>>>>
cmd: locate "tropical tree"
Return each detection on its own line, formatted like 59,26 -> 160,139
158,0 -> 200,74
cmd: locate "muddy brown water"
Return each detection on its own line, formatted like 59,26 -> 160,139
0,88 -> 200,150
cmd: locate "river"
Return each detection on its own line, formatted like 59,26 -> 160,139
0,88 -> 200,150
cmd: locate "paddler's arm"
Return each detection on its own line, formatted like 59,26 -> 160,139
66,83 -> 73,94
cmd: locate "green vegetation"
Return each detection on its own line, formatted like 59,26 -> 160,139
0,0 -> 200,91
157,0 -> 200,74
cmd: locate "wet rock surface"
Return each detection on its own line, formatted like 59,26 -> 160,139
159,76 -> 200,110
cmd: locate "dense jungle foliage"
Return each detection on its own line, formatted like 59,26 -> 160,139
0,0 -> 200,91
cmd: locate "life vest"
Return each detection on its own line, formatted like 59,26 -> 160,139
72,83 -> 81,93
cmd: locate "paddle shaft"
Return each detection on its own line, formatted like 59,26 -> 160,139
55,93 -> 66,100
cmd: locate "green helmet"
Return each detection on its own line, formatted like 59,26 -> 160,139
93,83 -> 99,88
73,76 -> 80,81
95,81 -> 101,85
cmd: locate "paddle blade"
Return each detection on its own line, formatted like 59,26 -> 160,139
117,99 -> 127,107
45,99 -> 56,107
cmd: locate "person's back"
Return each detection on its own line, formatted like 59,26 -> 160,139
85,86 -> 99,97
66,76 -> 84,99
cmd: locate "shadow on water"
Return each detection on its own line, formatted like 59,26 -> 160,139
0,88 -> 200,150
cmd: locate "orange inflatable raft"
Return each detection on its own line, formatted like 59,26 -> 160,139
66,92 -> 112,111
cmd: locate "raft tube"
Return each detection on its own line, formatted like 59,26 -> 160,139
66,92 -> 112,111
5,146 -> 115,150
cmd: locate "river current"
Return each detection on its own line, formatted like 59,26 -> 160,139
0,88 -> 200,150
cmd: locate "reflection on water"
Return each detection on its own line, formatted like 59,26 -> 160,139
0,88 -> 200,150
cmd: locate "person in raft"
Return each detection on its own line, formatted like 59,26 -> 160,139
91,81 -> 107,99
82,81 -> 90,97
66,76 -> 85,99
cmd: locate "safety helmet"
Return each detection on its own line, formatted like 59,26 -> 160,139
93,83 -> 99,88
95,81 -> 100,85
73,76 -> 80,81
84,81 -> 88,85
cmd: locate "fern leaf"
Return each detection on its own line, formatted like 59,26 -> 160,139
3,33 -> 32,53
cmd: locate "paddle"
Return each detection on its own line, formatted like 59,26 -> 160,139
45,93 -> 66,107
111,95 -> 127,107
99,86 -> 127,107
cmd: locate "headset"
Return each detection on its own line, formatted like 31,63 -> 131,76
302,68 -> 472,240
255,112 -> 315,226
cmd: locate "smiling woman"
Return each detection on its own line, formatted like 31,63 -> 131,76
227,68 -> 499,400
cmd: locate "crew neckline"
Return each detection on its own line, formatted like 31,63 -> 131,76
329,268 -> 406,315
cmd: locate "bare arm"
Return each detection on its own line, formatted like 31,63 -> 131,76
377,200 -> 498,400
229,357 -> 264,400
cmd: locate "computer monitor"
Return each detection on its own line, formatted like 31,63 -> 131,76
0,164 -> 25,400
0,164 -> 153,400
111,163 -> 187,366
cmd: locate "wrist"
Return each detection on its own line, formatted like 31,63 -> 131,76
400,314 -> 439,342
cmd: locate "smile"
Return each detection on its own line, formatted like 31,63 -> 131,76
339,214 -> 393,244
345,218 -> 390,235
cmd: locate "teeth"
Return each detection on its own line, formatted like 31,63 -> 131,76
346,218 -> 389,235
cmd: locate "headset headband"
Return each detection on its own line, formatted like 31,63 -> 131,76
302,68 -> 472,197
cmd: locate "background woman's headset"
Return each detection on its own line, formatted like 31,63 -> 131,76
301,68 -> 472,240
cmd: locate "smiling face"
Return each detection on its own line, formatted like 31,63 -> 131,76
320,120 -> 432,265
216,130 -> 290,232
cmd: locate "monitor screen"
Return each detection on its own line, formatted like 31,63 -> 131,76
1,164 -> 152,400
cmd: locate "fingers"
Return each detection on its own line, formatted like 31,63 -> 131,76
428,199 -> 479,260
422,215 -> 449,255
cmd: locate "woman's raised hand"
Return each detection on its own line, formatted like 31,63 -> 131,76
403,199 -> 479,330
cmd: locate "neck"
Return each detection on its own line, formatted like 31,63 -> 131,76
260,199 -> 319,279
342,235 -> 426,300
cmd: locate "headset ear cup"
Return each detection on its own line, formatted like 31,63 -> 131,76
<<<<
#### [What to work on]
Copy the listing above from its first line through the line that has "66,83 -> 73,94", requests included, and scale every box coordinate in the answers by 1.15, rounding to whole numbers with halves going up. Leave the numbers in the requests and their format samples as they are.

#### [Exercise result]
cmd: locate "tropical tree"
Return each detection on its own line, formatted like 59,26 -> 160,139
182,0 -> 230,85
cmd: locate "muddy brown water"
Return each detection on its own line, formatted like 59,26 -> 160,139
0,101 -> 230,173
cmd: locate "river"
Return each detection on its own line, formatted like 59,26 -> 160,139
0,101 -> 230,173
cmd: locate "paddler's arm"
Return each detection on its own line, formatted like 59,26 -> 160,139
76,95 -> 84,108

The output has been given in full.